■ Your goal
Return, word for word, the stretch of the debate extract on unfair dismissal from "(2) For the" through "of academic freedom.".

■ Page extract
━━━━━━━━

“After section A6 of the Higher Education and Research Act 2017 (inserted by section 3) insert—
“A7 Unfair dismissal
An employee who is dismissed shall be regarded for the purposes of Part X of the Employment Rights Act 1996 as unfairly dismissed if the reason (or, if more than one, the principal reason) for the dismissal is any act or omission which contravenes the duty in section A1.””—
This new clause ensures that employment tribunals have jurisdiction to hear claims relating to the duty in section A1.
With this it will be convenient to discuss new clause 13—Unfair dismissal in violation of academic freedom—
“(1) A member of academic staff of a higher education provider who is dismissed shall be regarded for the purposes of Part X of the Employment Rights Act 1996 as unfairly dismissed if the reason (or, if more than one, the principal reason) for the dismissal is any act or omission by the provider which contravenes the duty in Section A1.
(2) For the purposes of dismissals under subsection (1), Section 108(1) of the Employment Rights Act 1996 (Qualifying period of employment) shall not apply.
(3) Notwithstanding Section 124 of the Employment Rights Act 1996 (Limit of compensatory award etc.), there shall be no limit on the level of compensation that can be awarded in cases of unfair dismissal in violation of academic freedom.
(4) Section 128 of the Employment Rights Act 1996 (Interim relief pending determination of complaint) shall apply in cases of dismissals under subsection (1).”
This new clause would render a violation of clause 1 in employment practice as unfair dismissal, regardless of the period of employment at a higher education provider, with no cap on the level of compensation. Interim relief would be available to complainants in such cases.
New clause 5 would ensure that employment tribunals had jurisdiction to hear claims relating to the duty in new section A1 of the Higher Education and Research Act 2017. This Bill has been introduced in part because of the high-profile instances of academics being dismissed. Many of the controversial examples have involved extramural speech rather than research or teaching, which again emphasises the importance of our earlier discussion grappling with the proper ambit of protection of academic freedom
The Committee will recall that Kathleen Stock, who gave oral evidence, faced calls for her dismissal due to her gender critical views. In 2019, we heard about Sarah Honeychurch, a lecturer who was sacked as editor of the academic journal Hybrid Pedagogy after signing an open letter to The Sunday Times criticising LGBT training in universities. What legal remedy do such academics currently have? One may argue that higher education providers, as public authorities, could be judicially reviewed, but judicial reviews are often prohibitively expensive, particularly for junior academics. Moreover, judicial review does not ordinarily review the merits of an decision, but more usually involves consideration of whether the correct procedures have been followed, which may still not capture some of the mischiefs identified by the Government before introducing the Bill.

━━━━━━━━

■ Dataset records
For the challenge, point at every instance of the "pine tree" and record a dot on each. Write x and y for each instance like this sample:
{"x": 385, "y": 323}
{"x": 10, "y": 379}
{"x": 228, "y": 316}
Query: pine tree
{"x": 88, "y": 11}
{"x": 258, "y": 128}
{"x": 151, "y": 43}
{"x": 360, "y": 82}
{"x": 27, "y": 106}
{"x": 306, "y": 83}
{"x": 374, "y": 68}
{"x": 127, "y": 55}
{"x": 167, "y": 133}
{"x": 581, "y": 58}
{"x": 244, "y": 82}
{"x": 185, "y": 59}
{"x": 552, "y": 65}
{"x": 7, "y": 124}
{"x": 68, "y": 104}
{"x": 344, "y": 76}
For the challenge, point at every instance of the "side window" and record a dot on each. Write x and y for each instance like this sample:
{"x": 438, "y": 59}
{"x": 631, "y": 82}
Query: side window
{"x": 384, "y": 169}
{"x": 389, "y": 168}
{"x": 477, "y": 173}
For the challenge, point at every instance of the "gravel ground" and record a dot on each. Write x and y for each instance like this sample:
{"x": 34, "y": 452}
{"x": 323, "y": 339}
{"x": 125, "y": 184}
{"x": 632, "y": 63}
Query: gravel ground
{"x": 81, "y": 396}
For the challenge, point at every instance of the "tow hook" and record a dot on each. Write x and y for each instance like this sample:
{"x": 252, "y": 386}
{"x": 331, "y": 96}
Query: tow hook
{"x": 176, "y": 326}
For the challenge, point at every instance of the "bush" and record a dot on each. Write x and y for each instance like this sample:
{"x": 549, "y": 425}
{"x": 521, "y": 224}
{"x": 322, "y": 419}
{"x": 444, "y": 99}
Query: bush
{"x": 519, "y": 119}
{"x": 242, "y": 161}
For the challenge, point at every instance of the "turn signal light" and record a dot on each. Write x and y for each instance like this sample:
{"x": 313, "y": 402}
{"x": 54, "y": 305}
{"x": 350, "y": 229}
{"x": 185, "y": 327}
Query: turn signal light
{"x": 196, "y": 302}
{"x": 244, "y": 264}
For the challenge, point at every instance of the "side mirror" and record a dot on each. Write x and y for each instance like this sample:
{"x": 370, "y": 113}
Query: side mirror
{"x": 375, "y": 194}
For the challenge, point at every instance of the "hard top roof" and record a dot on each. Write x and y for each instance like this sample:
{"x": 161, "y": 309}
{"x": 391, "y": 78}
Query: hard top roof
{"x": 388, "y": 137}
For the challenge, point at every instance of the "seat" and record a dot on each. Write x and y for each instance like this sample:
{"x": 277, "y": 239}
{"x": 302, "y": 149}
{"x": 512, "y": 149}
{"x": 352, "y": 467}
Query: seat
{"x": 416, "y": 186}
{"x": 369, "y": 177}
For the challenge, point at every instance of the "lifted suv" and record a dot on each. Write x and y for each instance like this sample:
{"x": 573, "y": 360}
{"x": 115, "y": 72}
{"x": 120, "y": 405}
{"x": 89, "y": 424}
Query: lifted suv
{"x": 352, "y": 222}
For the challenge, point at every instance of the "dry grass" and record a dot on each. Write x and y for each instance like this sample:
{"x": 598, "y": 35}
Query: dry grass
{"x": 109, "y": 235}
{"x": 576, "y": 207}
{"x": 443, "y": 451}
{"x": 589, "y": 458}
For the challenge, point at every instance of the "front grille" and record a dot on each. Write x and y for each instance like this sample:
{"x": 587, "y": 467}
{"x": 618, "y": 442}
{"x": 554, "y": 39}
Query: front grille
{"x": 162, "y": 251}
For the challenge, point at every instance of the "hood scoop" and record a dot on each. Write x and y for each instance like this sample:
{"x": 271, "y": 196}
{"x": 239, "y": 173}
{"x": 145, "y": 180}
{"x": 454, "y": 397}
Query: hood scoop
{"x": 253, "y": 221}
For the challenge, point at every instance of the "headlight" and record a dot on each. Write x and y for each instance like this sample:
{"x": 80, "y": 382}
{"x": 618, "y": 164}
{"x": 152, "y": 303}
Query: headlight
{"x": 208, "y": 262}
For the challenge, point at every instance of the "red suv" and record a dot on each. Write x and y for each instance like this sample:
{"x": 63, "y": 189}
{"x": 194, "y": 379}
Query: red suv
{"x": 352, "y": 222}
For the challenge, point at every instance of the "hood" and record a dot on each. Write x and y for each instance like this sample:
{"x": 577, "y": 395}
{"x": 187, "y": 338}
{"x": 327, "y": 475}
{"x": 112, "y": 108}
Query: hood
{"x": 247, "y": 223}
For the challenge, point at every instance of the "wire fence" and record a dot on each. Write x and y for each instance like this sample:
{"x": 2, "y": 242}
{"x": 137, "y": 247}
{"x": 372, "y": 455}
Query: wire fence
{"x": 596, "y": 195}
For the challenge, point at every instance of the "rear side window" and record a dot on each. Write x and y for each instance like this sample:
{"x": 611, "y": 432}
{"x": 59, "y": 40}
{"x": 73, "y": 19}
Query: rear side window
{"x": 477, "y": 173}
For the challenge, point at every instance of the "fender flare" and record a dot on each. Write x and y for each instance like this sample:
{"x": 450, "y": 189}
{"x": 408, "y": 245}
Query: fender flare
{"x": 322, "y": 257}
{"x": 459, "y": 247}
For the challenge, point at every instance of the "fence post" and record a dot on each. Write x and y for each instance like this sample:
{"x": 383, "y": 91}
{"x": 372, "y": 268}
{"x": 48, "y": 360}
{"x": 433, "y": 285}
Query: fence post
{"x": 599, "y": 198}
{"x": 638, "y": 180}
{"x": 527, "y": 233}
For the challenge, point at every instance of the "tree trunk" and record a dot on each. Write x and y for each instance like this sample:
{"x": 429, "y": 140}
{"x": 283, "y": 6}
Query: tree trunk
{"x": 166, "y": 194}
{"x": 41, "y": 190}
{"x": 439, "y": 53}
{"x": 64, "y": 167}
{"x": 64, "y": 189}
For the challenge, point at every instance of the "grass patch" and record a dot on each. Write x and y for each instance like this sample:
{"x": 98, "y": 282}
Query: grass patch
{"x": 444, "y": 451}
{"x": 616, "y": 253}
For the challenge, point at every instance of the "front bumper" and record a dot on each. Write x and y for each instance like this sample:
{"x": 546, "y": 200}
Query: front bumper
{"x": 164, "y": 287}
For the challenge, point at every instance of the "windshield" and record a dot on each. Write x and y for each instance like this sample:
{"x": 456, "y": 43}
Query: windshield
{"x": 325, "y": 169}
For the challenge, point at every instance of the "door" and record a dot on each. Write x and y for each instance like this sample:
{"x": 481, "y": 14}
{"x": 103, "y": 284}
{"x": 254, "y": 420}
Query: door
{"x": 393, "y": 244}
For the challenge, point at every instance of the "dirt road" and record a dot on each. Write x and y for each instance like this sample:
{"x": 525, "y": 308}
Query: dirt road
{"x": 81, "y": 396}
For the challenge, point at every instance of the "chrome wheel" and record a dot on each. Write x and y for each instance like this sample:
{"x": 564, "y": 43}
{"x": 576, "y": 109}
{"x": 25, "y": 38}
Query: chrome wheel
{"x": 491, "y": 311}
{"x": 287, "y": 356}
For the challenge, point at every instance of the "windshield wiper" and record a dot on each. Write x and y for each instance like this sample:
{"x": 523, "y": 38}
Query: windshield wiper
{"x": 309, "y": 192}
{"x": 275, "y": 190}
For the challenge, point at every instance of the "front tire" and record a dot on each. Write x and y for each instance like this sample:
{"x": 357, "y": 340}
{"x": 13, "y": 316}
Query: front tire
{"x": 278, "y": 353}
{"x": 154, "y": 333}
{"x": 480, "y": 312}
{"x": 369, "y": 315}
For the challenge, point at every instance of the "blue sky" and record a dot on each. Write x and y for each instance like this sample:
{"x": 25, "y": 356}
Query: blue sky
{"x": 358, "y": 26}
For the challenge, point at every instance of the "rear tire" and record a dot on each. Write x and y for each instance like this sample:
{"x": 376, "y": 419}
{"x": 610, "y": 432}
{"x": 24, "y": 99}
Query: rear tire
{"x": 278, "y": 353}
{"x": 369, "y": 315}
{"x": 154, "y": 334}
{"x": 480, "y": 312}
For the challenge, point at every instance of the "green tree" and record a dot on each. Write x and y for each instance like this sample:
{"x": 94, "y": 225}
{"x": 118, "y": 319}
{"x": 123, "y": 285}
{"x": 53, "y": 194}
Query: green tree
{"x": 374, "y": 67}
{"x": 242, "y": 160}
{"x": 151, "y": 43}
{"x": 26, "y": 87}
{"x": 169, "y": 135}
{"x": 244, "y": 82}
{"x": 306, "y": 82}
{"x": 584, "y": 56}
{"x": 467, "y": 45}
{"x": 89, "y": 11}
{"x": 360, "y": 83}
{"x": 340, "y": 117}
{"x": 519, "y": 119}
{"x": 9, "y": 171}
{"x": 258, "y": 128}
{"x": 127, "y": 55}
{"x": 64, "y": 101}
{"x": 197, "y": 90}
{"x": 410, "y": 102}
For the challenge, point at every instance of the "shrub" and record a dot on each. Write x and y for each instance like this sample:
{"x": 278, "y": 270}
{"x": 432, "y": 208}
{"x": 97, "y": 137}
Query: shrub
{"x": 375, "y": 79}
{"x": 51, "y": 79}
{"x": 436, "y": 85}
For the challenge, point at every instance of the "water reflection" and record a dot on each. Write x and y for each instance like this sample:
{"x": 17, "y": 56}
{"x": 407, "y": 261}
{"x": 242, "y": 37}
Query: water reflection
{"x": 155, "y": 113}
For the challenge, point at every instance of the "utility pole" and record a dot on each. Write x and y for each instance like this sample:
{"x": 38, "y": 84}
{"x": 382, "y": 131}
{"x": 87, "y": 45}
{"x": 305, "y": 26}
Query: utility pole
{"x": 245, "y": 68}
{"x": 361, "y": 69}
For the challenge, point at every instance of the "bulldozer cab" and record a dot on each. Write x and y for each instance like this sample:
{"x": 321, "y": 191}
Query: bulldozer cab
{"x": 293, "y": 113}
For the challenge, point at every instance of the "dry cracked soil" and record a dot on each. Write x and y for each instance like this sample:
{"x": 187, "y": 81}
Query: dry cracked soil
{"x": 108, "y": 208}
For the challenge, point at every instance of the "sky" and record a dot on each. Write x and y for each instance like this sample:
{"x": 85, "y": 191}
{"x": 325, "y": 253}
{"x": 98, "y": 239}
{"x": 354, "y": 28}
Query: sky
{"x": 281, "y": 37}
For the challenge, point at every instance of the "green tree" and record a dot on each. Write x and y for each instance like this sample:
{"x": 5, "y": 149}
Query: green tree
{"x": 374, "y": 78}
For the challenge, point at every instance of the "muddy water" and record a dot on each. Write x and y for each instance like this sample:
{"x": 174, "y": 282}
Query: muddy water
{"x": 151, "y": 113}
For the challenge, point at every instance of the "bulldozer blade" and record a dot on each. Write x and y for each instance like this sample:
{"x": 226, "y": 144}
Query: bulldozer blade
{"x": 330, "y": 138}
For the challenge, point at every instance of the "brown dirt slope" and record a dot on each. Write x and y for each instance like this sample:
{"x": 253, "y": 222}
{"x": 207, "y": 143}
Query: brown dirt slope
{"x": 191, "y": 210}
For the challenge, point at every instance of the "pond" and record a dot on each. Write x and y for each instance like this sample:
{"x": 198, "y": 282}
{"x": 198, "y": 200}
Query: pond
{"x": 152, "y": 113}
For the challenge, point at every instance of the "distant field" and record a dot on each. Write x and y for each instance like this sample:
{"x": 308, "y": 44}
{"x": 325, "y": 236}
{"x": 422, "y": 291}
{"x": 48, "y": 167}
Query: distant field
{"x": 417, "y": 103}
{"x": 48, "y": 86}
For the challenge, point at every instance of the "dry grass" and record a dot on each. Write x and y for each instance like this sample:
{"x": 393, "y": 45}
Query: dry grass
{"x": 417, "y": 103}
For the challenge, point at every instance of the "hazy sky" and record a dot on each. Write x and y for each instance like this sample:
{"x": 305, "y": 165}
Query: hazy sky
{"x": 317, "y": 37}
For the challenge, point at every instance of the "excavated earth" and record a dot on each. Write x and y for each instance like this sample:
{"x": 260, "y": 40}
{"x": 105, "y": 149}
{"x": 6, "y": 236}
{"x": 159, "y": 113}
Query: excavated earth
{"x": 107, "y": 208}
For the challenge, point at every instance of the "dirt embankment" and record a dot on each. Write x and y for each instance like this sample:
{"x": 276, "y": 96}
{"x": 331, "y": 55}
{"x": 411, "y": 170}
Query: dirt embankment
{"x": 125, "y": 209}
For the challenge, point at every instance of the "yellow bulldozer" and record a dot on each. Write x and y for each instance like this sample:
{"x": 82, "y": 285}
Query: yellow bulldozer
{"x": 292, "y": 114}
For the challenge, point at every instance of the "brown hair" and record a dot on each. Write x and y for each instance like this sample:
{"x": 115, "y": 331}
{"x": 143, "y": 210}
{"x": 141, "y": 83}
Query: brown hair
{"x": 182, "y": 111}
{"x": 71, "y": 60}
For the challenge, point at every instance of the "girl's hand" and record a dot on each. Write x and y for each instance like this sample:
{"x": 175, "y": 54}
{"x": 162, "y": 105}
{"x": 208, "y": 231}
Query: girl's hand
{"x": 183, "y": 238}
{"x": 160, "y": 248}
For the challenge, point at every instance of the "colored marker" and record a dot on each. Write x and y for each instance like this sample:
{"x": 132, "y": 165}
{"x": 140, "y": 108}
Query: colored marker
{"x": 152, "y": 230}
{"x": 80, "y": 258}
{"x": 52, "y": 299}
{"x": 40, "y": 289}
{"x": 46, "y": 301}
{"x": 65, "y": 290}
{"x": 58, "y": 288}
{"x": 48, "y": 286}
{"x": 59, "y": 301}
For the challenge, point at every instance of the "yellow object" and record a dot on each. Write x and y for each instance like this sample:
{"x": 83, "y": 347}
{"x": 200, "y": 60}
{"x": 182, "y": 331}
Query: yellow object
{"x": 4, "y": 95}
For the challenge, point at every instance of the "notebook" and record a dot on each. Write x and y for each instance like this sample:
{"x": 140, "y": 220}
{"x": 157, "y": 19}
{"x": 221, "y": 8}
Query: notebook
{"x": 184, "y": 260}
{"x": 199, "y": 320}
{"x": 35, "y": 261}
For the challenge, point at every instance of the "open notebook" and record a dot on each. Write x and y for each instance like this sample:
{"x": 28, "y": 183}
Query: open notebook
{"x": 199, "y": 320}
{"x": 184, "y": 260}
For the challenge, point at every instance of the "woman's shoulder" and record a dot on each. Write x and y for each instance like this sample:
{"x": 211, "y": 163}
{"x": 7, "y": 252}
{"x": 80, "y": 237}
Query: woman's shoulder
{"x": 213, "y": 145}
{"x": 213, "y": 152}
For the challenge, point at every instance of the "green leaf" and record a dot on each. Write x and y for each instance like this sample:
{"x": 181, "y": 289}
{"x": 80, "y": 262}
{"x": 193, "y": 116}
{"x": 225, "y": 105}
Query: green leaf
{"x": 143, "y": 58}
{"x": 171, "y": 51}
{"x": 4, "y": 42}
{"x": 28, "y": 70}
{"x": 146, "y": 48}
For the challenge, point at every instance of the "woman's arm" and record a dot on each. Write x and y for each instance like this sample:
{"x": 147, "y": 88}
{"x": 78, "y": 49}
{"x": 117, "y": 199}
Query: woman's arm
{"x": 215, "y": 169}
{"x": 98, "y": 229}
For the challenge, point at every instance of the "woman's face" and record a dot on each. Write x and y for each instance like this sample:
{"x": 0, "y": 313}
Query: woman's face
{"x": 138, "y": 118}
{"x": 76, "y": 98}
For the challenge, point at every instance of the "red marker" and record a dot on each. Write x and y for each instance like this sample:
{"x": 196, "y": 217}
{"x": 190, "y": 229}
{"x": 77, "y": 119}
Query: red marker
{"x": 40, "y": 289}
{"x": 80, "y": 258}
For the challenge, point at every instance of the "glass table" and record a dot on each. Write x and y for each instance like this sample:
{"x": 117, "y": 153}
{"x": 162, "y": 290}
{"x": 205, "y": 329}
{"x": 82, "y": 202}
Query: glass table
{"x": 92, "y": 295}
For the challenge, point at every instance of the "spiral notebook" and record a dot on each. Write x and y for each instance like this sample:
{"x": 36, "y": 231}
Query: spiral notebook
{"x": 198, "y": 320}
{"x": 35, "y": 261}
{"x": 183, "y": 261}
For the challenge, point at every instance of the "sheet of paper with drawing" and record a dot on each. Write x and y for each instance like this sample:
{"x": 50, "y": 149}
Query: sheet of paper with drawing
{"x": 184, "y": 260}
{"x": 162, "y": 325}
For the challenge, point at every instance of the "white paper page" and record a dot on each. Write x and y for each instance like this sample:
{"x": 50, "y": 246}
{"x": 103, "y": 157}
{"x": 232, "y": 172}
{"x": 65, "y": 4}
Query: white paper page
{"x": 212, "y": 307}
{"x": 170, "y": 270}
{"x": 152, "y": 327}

━━━━━━━━

■ Answer to the problem
(2) For the purposes of dismissals under subsection (1), Section 108(1) of the Employment Rights Act 1996 (Qualifying period of employment) shall not apply.
(3) Notwithstanding Section 124 of the Employment Rights Act 1996 (Limit of compensatory award etc.), there shall be no limit on the level of compensation that can be awarded in cases of unfair dismissal in violation of academic freedom.